**Short exercise:**
Return each line of the material that contains the string "cloth", unchanged. Case counts.

**Raw records:**

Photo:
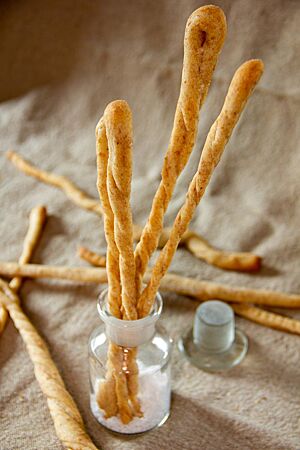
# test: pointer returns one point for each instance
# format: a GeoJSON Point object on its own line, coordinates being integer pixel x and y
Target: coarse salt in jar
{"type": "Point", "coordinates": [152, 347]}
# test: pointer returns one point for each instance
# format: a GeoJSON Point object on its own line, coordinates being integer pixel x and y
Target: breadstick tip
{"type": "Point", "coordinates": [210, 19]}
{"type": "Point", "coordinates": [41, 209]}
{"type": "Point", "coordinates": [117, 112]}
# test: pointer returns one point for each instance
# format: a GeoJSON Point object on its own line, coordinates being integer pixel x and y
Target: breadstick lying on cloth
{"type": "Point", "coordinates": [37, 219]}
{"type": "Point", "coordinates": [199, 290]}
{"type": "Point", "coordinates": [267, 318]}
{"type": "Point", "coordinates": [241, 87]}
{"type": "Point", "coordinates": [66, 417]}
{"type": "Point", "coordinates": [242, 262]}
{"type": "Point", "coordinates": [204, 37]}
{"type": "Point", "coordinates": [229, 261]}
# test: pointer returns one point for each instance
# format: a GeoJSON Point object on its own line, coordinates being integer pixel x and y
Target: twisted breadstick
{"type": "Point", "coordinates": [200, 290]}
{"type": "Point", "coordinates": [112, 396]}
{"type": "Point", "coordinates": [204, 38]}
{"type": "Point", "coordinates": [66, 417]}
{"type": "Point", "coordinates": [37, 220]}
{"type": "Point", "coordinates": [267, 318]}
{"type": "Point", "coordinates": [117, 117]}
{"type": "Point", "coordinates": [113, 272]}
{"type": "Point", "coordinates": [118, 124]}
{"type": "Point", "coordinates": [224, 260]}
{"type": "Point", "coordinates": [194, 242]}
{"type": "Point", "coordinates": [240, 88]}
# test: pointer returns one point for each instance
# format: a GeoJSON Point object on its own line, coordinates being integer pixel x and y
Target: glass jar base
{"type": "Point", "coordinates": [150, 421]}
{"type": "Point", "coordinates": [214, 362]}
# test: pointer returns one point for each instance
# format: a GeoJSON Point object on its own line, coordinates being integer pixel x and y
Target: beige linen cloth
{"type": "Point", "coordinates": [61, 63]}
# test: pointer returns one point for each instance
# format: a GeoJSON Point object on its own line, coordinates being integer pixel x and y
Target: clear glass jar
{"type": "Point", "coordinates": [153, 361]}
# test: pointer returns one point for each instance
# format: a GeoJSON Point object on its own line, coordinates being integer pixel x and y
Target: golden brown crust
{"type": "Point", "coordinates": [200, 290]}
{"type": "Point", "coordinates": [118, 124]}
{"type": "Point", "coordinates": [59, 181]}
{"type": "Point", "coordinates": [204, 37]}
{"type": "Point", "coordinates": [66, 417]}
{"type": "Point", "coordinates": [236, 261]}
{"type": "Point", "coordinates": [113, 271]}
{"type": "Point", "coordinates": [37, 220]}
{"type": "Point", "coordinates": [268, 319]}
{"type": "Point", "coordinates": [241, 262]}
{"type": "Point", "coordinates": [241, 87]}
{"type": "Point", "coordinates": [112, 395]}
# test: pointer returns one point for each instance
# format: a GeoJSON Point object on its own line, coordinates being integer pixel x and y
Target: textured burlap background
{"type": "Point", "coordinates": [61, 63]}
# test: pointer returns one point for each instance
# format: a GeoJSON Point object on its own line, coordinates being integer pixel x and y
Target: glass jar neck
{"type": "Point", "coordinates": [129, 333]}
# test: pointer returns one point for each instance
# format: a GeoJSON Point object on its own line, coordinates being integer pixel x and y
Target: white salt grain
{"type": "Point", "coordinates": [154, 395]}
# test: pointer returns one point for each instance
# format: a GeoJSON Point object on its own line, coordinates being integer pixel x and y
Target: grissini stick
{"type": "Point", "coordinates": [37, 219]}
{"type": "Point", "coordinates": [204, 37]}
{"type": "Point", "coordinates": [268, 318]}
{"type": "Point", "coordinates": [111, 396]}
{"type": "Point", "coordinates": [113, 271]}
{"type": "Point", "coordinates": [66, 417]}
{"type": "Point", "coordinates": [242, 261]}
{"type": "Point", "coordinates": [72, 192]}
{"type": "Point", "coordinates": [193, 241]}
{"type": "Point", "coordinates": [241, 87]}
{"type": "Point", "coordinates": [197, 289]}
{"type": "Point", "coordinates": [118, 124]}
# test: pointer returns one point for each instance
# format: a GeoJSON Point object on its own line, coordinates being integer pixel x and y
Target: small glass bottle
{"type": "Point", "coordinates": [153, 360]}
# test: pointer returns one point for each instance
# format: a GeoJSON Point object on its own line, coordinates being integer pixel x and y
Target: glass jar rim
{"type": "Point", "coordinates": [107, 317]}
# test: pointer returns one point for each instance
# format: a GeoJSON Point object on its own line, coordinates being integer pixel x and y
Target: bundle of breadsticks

**The result:**
Target: breadstick lying on cloth
Target: beige linen cloth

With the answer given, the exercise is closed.